| EXERCISE AIM |
Revise the lines from the one holding "TARGET: black riding helmet" through the last of the lines, both included, putting "Put a dot" wherever "Place a marker" occurs and keeping everything else the same. Omit the pictures from your answer.

| RECORDS |
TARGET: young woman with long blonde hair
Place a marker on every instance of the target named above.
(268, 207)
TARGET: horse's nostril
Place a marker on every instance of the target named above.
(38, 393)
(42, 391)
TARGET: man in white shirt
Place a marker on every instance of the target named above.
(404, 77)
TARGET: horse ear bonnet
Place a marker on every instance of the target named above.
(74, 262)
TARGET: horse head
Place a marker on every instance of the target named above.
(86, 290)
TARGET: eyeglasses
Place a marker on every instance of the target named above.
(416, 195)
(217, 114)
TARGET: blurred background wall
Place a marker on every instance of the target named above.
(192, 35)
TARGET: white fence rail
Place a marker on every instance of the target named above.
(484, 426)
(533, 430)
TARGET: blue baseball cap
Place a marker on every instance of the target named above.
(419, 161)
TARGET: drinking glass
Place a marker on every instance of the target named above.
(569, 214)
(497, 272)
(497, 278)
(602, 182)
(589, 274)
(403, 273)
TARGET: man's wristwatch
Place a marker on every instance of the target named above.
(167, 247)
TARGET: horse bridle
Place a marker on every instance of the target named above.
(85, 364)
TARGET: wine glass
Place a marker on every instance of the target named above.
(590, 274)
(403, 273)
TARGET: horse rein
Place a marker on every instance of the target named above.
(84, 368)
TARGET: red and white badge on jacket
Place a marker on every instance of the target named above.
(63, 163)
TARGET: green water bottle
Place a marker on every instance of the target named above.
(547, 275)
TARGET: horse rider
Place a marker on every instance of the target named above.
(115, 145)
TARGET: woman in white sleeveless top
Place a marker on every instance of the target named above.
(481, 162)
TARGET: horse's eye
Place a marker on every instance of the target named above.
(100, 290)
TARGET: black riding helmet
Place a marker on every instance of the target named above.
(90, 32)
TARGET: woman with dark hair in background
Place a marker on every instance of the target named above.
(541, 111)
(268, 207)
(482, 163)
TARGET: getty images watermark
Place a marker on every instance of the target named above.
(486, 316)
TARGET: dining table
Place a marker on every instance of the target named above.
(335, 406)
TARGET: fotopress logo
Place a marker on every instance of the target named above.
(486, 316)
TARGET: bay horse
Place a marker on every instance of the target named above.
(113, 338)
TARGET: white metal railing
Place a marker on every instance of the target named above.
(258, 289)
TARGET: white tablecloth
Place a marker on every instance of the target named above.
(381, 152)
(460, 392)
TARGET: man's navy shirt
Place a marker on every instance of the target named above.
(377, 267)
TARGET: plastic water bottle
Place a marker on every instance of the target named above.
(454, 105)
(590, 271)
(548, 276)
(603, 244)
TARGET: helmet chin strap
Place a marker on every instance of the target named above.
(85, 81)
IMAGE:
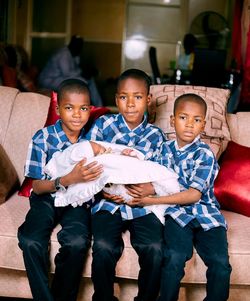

| COMPLETED TASK |
TARGET: black riding helmet
Put a dot on every instance of the target named above.
(90, 32)
TARGET: woman with dark hair in background
Put a dot on every instance of the target named above.
(541, 111)
(268, 207)
(482, 163)
TARGET: getty images watermark
Put a dot on every instance of the target named above.
(486, 316)
TARGET: dining table
Put a dot on every instance of the target named above.
(335, 406)
TARGET: fotopress logo
Put a dot on every instance of the target named above.
(486, 316)
TARGET: bay horse
Put a dot on every instance of the target named above.
(113, 338)
TARGET: white metal railing
Put a dot on every instance of the target named above.
(258, 289)
TARGET: white tablecloth
Put a dot on every instance of the target named above.
(381, 152)
(460, 392)
TARGET: man's navy shirt
Put a dot on every instance of the target named above.
(377, 267)
TARGET: plastic water bottle
Put a dot on every instance of the target named above.
(454, 105)
(590, 271)
(548, 276)
(603, 244)
TARGET: helmet chin strap
Put a dot on every instance of the target named above.
(85, 81)
IMAGE:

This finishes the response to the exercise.